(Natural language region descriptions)
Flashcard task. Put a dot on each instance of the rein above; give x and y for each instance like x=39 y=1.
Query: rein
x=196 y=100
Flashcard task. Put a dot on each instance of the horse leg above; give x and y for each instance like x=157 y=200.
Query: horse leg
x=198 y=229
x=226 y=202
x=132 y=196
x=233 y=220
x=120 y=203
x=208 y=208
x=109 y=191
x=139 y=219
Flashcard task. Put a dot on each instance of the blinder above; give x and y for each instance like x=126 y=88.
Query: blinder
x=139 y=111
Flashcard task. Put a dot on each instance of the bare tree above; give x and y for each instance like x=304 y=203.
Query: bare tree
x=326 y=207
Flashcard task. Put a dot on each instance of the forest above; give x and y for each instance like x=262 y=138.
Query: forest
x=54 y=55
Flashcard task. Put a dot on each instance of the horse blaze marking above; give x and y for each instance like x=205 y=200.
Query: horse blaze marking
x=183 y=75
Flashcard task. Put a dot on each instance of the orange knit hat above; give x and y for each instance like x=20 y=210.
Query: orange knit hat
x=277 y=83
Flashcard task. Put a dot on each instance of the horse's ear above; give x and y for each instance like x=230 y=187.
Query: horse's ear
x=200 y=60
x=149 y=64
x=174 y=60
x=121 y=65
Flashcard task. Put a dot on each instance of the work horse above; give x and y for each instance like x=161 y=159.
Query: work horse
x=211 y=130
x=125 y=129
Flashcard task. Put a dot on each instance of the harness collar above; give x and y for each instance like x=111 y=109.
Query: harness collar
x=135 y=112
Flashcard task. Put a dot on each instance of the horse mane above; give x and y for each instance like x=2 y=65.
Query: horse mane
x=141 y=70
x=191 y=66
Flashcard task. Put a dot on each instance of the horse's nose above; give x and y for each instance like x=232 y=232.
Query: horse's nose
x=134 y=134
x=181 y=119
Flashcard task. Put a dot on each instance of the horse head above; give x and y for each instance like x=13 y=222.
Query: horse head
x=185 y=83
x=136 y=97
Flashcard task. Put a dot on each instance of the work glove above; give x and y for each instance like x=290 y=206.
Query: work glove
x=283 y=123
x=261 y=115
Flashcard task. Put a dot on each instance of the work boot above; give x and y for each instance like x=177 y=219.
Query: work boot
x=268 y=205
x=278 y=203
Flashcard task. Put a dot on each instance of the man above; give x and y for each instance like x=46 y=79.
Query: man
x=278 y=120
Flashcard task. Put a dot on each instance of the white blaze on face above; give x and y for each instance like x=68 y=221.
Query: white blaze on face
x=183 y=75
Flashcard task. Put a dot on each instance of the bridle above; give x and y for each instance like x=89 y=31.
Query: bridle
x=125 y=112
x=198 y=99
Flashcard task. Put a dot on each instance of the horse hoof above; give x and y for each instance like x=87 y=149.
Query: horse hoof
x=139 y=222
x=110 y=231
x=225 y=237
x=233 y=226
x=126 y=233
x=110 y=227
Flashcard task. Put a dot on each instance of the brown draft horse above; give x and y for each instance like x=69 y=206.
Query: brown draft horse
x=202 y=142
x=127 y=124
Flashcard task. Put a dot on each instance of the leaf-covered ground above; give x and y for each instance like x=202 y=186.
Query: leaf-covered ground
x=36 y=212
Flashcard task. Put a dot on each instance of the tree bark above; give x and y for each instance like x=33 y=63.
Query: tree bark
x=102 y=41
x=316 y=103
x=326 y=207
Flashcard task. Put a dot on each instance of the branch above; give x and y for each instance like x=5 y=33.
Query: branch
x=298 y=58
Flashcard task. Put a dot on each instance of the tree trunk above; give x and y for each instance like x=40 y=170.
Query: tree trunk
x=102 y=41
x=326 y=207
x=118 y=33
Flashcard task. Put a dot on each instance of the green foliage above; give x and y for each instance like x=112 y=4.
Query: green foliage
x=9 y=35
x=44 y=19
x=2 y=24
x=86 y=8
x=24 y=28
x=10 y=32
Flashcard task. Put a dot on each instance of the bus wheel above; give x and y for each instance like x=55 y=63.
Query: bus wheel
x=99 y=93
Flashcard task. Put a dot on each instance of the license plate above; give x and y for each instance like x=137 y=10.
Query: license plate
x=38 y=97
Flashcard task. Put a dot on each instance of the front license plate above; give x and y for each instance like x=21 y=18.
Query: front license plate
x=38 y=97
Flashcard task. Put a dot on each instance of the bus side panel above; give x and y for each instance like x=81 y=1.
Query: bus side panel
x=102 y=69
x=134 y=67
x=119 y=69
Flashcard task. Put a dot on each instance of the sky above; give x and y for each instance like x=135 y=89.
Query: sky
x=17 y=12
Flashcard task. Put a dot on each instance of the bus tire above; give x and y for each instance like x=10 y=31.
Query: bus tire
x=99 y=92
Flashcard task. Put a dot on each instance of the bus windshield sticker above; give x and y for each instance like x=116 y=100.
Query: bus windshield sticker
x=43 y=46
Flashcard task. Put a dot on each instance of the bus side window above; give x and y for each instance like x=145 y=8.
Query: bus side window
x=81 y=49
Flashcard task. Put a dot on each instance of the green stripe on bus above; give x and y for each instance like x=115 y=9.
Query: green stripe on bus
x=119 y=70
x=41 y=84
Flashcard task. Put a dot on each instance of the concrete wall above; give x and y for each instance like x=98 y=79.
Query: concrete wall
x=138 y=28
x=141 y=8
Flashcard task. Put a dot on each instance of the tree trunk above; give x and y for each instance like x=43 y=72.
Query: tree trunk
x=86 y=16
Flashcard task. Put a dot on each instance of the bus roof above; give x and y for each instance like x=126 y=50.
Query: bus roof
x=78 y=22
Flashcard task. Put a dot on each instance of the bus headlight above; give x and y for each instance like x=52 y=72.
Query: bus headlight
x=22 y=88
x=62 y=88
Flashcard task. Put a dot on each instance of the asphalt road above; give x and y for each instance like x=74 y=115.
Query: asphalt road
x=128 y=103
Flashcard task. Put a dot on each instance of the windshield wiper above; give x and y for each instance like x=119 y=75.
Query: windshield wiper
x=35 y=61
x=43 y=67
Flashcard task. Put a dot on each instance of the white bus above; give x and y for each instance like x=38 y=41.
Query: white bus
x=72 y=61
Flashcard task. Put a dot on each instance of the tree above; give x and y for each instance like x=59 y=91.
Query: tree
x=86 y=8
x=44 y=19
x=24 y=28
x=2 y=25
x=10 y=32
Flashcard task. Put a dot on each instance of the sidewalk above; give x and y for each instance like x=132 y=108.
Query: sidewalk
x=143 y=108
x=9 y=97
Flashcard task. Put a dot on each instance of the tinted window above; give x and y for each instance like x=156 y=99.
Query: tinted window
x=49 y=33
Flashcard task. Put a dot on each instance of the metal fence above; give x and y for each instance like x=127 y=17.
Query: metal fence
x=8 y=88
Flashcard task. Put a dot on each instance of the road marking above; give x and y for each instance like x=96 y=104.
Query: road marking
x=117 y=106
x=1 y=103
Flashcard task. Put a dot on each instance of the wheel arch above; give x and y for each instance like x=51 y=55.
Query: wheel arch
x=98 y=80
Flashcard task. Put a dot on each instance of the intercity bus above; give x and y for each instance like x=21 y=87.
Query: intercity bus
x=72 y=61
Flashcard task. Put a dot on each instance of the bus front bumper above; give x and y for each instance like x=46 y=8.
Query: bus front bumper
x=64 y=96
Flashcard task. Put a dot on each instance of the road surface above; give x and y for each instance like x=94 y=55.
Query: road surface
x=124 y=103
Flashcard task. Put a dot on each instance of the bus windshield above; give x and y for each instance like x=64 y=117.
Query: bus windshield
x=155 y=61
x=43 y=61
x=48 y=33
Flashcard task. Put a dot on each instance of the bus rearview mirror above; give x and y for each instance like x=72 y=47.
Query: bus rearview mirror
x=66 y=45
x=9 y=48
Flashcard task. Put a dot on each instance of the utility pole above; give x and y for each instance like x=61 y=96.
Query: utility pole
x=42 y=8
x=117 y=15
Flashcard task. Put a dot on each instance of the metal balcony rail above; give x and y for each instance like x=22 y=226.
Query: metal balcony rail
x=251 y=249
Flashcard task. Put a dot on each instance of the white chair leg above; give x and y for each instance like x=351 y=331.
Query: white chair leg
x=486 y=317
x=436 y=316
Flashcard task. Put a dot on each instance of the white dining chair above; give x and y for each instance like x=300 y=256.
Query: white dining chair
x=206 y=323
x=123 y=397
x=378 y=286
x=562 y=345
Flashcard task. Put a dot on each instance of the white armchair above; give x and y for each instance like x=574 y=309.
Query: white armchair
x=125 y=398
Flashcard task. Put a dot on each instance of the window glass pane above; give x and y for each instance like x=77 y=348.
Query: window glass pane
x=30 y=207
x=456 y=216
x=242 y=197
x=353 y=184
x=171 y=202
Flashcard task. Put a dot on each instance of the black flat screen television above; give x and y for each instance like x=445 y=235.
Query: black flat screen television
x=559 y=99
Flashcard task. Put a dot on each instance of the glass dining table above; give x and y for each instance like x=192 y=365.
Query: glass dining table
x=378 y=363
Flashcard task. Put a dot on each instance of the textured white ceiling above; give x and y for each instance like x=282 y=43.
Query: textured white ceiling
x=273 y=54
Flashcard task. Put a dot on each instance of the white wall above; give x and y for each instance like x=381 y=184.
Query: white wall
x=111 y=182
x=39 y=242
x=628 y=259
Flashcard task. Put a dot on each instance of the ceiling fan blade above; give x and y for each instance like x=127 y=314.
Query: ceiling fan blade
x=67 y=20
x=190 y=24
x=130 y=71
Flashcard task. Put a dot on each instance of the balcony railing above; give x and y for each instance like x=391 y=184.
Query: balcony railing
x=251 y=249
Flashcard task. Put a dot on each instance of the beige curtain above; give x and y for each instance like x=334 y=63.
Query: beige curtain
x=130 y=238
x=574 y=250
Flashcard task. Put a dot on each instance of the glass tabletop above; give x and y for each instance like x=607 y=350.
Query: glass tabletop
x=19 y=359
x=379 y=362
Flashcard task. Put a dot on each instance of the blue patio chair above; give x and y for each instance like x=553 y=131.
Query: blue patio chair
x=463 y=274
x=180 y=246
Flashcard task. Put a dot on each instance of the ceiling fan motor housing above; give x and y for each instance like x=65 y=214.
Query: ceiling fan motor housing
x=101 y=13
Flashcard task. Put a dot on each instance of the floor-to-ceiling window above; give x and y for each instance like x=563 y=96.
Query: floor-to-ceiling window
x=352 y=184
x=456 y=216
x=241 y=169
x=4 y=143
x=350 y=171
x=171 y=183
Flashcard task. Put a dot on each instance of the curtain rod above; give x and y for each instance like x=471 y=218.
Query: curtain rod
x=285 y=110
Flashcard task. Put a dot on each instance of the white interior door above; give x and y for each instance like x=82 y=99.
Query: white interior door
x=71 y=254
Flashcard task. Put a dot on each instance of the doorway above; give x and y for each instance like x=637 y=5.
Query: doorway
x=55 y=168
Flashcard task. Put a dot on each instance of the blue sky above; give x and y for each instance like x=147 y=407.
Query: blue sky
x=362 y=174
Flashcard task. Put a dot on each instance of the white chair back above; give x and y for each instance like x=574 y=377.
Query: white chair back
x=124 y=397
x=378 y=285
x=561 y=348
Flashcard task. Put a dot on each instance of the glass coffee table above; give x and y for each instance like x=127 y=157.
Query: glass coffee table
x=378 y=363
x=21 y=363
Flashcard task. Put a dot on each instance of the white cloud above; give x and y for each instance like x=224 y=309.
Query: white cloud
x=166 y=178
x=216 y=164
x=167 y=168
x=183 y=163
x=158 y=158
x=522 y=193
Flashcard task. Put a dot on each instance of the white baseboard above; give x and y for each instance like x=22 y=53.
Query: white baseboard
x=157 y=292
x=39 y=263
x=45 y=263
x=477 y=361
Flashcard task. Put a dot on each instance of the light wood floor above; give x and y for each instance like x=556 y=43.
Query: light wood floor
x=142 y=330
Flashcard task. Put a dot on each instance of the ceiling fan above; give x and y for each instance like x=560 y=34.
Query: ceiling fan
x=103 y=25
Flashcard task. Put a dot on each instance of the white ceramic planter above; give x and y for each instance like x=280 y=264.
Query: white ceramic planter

◆ PROBLEM DETAILS
Go through the data above from its first line and copy each line exactly, stopping once the line with "like x=161 y=159." has been copied.

◆ RESPONSE AREA
Flashcard task. Put a dot on each instance of the rein above; give x and y for each instance like x=39 y=1.
Query: rein
x=196 y=100
Flashcard task. Put a dot on each instance of the horse leg above; give x and y for each instance like x=157 y=200.
Query: horse leg
x=198 y=229
x=226 y=202
x=132 y=196
x=233 y=220
x=120 y=203
x=208 y=208
x=109 y=191
x=139 y=219
Flashcard task. Put a dot on each instance of the blinder above; give x and y for each instance like x=126 y=88.
Query: blinder
x=139 y=111
Flashcard task. Put a dot on each instance of the bare tree above; give x and y for each instance like x=304 y=203.
Query: bare tree
x=326 y=207
Flashcard task. Put a dot on each instance of the forest above; give x and y for each instance like x=262 y=138.
Query: forest
x=54 y=55
Flashcard task. Put a dot on each instance of the horse blaze marking above; give x and y for each instance like x=205 y=200.
Query: horse blaze marking
x=183 y=75
Flashcard task. Put a dot on each instance of the orange knit hat above; give x and y for each instance like x=20 y=210.
Query: orange knit hat
x=277 y=83
Flashcard task. Put a dot on each instance of the horse's ear above; give x and y for each instance like x=230 y=187.
Query: horse's ear
x=200 y=60
x=149 y=64
x=174 y=60
x=121 y=65
Flashcard task. Put a dot on each instance of the work horse above; give x and y for each instance like x=161 y=159.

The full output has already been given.